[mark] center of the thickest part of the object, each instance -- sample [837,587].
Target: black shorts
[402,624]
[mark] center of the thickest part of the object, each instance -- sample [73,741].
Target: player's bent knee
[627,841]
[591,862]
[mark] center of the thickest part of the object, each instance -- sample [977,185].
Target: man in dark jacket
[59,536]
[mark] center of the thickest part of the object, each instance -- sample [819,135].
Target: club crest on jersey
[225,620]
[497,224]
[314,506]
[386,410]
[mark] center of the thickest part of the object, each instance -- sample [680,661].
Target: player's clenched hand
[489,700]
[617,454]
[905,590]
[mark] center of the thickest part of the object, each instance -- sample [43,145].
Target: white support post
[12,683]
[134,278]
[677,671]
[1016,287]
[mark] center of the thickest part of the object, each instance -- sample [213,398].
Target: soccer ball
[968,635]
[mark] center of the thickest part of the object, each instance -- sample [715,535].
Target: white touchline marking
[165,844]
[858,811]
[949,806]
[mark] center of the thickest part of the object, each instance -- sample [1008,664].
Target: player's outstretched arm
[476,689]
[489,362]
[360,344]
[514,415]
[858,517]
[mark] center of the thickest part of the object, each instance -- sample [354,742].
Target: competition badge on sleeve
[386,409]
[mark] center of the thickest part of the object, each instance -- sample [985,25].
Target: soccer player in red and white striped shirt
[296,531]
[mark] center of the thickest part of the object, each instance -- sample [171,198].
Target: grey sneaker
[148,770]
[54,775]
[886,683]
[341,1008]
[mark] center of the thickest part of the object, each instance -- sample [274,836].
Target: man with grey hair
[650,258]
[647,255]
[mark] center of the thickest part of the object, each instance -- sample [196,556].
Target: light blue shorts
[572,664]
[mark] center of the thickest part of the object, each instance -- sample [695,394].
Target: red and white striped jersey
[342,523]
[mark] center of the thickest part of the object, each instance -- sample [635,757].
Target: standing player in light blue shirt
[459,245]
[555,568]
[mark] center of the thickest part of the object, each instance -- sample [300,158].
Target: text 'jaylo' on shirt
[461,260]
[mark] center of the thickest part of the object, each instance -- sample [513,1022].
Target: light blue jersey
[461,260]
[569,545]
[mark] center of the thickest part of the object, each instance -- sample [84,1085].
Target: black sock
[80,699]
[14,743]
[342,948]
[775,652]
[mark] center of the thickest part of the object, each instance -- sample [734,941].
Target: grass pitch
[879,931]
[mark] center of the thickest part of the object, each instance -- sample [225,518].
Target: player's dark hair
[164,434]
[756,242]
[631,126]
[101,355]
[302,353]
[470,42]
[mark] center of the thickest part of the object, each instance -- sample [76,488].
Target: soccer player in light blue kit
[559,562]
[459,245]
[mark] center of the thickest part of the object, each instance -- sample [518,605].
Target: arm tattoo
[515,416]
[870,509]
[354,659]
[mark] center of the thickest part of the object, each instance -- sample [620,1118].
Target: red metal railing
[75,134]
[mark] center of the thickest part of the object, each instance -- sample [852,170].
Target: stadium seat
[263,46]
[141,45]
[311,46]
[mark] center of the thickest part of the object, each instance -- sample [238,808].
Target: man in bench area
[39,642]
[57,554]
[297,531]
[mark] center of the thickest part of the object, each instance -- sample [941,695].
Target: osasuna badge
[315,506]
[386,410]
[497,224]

• DIRECTIONS FOR THIS TASK:
Transcribe the full listing, matching it exactly.

• TASK RESULT:
[mark] center of the thickest part of the object, each instance -- sample [837,587].
Target: black shorts
[402,624]
[mark] center of the thickest part of the object, each instance -- sample [73,741].
Target: player's bent knee
[627,841]
[591,862]
[mark] center of the thickest part of the object, each instance -- sample [977,185].
Target: man in dark jacket
[59,536]
[mark] center of the thickest part of the object, each instance -- sample [819,135].
Target: club crest on jersey
[225,620]
[497,224]
[314,506]
[386,410]
[mark] center of the thickest part of the object, each instance -- sample [680,661].
Target: player's clenched hand
[489,700]
[617,454]
[905,590]
[mark] center of the thickest part of the object, each instance -- sample [43,145].
Target: white support post
[12,683]
[134,278]
[677,671]
[1016,287]
[mark] center of the thickest part of the object, each instance -- sample [213,398].
Target: soccer ball
[968,635]
[mark] center of the thickest part of the object, each instance -- sample [715,535].
Target: white touchline marking
[165,844]
[858,811]
[949,806]
[mark] center of the thickest part of the object, each instance -- sample [1008,664].
Target: player's outstretched arm
[476,689]
[489,362]
[360,344]
[514,415]
[858,517]
[mark] center of the thickest part of the object, each instance -- sample [354,742].
Target: competition badge on sleeve
[386,409]
[mark] center of the thickest part of the object, each instance -- sample [985,25].
Target: soccer player in red and white striped shirt
[296,531]
[mark] center of the thickest part of the object, each instance -- sample [171,198].
Target: grey sneaker
[148,770]
[54,775]
[886,683]
[341,1008]
[mark] center of the thickest part of the object, each instance -- sample [274,836].
Target: man with grey hair
[650,258]
[647,255]
[mark] center of the thickest part of the object, each instance -- sample [196,556].
Target: light blue shorts
[572,664]
[mark] center of the thickest part of the object, each instance -- sample [695,394].
Target: red and white striped jersey
[342,523]
[mark] center of the thickest part of the object, each instance -- sample [635,757].
Target: standing player in light blue shirt
[459,245]
[555,568]
[mark] center of the thickest part of the object, each instance -- sample [300,158].
Target: text 'jaylo' on shirt
[461,260]
[mark] center of the thickest part of the object, each instance -- sample [513,1022].
Target: light blue jersey
[461,260]
[569,545]
[mark] center of the thickest part of the object, each instance -- sample [84,1085].
Target: black sock
[80,699]
[14,743]
[342,948]
[775,652]
[mark] center of the thickest part of the object, each instance -- sample [734,941].
Target: grass pitch
[879,931]
[mark] center of the thickest part of the object, each instance -- sample [225,518].
Target: player's dark hair
[164,434]
[756,242]
[631,126]
[101,355]
[302,353]
[470,42]
[mark] center of the thickest part of the object, each instance -- sample [76,488].
Target: soccer player in light blue kit
[559,562]
[459,245]
[mark] center of the thickest part of the object, each instance -- sample [518,605].
Target: arm tattoo
[515,416]
[870,509]
[354,659]
[mark] center of the thickest part of the object, each instance -- sample [620,1118].
Target: red metal railing
[75,134]
[mark] center of the thickest part of the object, each instance -- sample [852,170].
Target: stadium seat
[263,46]
[141,45]
[311,46]
[mark] center of the thickest part of the object, each instance -- sample [238,808].
Target: man in bench area
[39,642]
[57,554]
[297,531]
[mark] center of the thickest part of the object, each instance -- sample [941,695].
Target: osasuna badge
[315,506]
[386,410]
[497,224]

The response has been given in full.